#### Brief
Output nothing but the line containing "metal hook? Mark that spot." and the lines after it through the end of the material below, each reproduced exactly.

Segment Open

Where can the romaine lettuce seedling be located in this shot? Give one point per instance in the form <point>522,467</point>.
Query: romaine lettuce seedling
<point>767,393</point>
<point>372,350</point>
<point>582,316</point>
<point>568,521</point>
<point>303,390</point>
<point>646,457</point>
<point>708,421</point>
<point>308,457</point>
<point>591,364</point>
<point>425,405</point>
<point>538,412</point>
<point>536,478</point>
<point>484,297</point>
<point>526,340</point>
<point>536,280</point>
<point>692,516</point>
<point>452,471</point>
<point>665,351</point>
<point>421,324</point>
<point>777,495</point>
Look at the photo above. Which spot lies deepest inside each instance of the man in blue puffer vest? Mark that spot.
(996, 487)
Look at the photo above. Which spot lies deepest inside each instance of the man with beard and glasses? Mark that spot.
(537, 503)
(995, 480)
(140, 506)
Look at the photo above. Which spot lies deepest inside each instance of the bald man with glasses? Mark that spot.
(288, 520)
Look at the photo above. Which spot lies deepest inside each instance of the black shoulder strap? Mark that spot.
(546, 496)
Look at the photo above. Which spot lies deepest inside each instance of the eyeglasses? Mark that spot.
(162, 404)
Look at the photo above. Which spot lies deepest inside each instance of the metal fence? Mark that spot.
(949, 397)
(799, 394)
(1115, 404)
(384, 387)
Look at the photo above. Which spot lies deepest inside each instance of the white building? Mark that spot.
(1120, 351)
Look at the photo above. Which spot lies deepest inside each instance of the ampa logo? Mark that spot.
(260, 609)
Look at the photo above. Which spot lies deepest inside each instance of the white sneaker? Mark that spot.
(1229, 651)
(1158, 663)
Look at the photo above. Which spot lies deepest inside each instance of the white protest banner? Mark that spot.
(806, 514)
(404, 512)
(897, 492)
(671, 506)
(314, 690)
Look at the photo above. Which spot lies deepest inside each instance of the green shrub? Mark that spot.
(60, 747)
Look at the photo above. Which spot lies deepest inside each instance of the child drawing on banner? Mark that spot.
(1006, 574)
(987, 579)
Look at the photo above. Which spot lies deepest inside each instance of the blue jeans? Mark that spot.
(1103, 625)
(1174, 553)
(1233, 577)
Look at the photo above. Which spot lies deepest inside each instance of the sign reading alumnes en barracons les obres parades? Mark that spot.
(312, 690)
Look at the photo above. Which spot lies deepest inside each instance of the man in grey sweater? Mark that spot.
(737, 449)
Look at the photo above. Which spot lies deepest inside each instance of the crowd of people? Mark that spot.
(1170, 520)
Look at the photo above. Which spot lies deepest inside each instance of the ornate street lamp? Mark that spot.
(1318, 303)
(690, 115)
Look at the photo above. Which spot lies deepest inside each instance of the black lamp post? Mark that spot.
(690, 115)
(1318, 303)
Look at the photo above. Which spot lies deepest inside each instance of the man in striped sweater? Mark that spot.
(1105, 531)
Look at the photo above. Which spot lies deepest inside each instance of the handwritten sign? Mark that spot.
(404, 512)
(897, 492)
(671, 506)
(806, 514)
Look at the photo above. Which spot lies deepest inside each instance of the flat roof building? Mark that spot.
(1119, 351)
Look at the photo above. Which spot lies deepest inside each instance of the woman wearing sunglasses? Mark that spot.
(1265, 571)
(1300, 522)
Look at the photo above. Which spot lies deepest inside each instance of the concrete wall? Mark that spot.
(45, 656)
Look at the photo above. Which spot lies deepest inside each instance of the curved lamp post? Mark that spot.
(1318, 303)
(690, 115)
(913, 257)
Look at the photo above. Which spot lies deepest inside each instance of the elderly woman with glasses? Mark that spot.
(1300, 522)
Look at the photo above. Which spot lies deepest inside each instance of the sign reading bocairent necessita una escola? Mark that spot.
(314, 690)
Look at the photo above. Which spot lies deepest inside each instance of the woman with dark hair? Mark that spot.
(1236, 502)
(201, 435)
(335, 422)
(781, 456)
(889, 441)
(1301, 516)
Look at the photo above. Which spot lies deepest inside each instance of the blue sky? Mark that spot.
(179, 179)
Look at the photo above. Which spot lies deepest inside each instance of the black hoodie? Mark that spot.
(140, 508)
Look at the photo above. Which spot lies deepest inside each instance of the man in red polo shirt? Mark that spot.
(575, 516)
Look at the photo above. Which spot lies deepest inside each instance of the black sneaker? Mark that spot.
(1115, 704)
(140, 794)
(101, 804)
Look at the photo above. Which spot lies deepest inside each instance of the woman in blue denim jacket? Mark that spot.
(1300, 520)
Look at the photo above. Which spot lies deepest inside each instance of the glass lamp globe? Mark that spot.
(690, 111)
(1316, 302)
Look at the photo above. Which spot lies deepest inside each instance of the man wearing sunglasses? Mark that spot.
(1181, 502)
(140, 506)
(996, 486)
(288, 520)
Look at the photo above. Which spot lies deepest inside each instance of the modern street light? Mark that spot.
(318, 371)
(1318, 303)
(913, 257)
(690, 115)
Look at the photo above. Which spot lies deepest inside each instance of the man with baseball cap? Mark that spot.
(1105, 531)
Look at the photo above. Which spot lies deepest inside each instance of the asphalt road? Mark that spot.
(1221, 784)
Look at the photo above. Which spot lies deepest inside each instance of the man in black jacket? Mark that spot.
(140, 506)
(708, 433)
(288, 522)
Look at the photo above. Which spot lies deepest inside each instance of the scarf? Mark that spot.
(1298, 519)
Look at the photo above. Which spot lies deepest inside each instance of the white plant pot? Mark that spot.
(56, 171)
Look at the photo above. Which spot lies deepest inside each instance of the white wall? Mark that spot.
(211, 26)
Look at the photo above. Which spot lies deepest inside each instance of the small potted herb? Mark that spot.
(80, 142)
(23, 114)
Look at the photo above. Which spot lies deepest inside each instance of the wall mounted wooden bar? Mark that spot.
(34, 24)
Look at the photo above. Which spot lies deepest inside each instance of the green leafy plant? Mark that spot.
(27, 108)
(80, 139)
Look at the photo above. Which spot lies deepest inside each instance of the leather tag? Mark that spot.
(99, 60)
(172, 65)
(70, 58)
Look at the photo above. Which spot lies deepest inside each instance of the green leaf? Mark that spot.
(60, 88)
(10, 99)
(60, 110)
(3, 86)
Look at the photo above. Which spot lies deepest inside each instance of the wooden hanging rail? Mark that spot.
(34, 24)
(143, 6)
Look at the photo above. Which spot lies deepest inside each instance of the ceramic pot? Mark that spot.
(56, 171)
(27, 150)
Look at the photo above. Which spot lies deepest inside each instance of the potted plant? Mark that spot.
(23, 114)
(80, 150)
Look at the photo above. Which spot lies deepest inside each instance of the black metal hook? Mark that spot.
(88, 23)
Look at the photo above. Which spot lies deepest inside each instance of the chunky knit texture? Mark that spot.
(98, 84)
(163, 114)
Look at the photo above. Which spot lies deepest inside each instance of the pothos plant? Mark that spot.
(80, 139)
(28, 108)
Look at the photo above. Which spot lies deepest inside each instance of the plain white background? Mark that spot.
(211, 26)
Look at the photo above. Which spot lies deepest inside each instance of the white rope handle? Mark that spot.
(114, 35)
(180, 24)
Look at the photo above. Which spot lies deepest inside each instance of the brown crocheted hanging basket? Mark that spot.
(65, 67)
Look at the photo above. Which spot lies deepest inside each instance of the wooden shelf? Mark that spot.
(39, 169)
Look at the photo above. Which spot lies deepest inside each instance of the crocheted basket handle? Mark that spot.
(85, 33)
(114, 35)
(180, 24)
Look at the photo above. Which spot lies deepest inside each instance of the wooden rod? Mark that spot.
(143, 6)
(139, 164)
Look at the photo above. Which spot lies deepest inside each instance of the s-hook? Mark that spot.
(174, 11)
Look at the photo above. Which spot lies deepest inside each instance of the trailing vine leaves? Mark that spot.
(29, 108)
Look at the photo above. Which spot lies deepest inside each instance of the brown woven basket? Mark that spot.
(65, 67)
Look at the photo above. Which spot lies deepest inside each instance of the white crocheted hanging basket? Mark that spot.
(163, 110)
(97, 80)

Segment Closed

#### Exercise answer
Look at the photo above. Which spot lies deepest inside each instance of the black metal hook? Mark that spot.
(88, 23)
Look at the photo above. Which spot lies deepest inside each instance of the chunky knit texture? Mark that spot.
(98, 84)
(163, 114)
Look at the photo above. Which spot lies deepest inside each instance of the pothos plant? Mark that spot.
(80, 139)
(28, 108)
Look at the photo above. Which spot lies deepest inside each instance of the plain white background? Mark that spot.
(211, 26)
Look at the photo above. Which spot lies deepest inside each instance of the white rope handle? Mark that spot.
(114, 35)
(180, 24)
Look at the photo above. Which spot lies deepest inside each instance of the brown crocheted hanging basket? Mark that spot.
(65, 67)
Look at the photo above. Which spot lies deepest inside each instance of the wooden shelf? Mark that spot.
(39, 169)
Look at the photo above. Which spot lies deepest inside each instance of the crocheted basket handle? Mark that spot.
(85, 33)
(114, 35)
(180, 24)
Look at the photo above. Which spot lies deepest inside each instance of the wooden rod? Mark that spot.
(143, 6)
(139, 164)
Look at the photo above. Which spot lies deepest inside each instance of the s-hook? Mark that spot.
(174, 11)
Look at the photo above. Which spot lies deepest inside each instance of the trailing vine leaves? Mark that spot.
(29, 108)
Look at the photo above. Which spot lies deepest inside each instance of the brown woven basket? Mark that spot.
(65, 67)
Look at the photo above. Which spot lies deepest inside each instance of the white crocheted hanging basket? Mark that spot.
(163, 110)
(97, 80)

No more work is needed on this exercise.